**Set of tasks**
a – Name every country mentioned in the article about the proposed pandemic treaty.
b – Pick up the article about the proposed pandemic treaty where it stops, and keep writing.

**Passage for review**
23 Countries Join W.H.O. to Propose Worldwide ‘Pandemic Treaty’

Tedros Adhanom Ghebreyesus
FABRICE COFFRINI/AFP via Getty Images

The leaders of 23 nations joined the World Health Organization (W.H.O.) on Tuesday to endorse a proposed international “pandemic treaty” that would establish rules for information sharing and “universal and equitable access to vaccines, medicines and diagnostics,” as Reuters put it.

The letter did not describe any substantive content the countries sought to put into the treaty text, leaving unclear what purpose it would serve or how it could be implemented.

The United States and China were not signatories to the letter calling for a pandemic treaty, but W.H.O. Director-General Tedros Adhanom Ghebreyesus said “both powers had reacted positively to the proposal.” Tedros himself has endorsed the treaty idea.

“I don’t want it to be seen as a problem, it wasn’t even a problem. When the discussion on the global pandemic treaty starts, all member states will be represented,” Tedros told reporters when asked about the absence of the U.S., China, and Russia from the open letter.

“Mainly it’s like an opt-in. Countries who were interested were flagging to join, but in some instances were also inviting regional representation,” he said, while declining to state for the record if Washington, Beijing, and Moscow were invited to sign the letter but refused.

The endorsing powers wrote an open letter that will be published in newspapers around the world, describing the coronavirus pandemic as “the biggest challenge to the global community since the 1940s” and “a stark and painful reminder that nobody is safe until everyone is safe.”

**Information given**
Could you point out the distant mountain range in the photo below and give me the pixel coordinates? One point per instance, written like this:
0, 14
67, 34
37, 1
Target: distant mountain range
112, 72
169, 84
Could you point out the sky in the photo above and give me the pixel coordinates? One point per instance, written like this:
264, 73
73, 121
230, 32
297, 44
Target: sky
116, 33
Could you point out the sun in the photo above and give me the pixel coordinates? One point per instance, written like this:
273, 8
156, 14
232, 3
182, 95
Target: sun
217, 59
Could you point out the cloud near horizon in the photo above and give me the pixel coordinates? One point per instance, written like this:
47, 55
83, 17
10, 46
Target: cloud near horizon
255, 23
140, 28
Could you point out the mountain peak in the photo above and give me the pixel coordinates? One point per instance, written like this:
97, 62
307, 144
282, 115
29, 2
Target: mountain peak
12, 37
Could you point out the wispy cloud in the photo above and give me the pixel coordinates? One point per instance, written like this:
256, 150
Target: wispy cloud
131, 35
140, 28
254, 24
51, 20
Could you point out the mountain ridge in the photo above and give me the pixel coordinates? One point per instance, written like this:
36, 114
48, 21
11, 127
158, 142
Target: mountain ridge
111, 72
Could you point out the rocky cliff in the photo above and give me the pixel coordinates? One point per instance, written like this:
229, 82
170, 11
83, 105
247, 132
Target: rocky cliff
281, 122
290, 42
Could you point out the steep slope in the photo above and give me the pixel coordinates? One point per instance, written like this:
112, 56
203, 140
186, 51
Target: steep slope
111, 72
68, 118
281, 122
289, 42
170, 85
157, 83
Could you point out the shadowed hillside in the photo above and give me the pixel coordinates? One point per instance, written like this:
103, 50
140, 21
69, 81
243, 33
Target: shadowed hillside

**Answers in order**
a – United States, China, Russia

b –
The UK Guardian noted the authors of the letter were very serious about comparing the coronavirus to World War II as an event that would reshape the global order:

In the joint article, they say: “At that time, following the devastation of two world wars, political leaders came together to forge the multilateral system. The aims were clear: to bring countries together, to dispel the temptations of isolationism and nationalism, and to address the challenges that could only be achieved together in the spirit of solidarity and cooperation, namely peace, prosperity, health and security.”

A treaty on pandemics “should lead to more mutual accountability and shared responsibility, transparency and cooperation within the international system and with its rules and norms”, the leaders go on.

Of course, since the authors are hoping Beijing will be part of pandemic treaty negotiations, they did not dwell upon precisely who was lacking in “responsibility, transparency, and cooperation with the international system” throughout the coronavirus crisis. 

Reuters noted the pandemic treaty open letter was written on the eve of W.H.O. officially releasing its report on the origins of the coronavirus – a report partially written by the CCP (as Secretary of State Antony Blinken conceded last weekend) that reportedly declares a Chinese laboratory origin for Chinese coronavirus “very unlikely,” without sufficient impartial evidence for reaching that conclusion.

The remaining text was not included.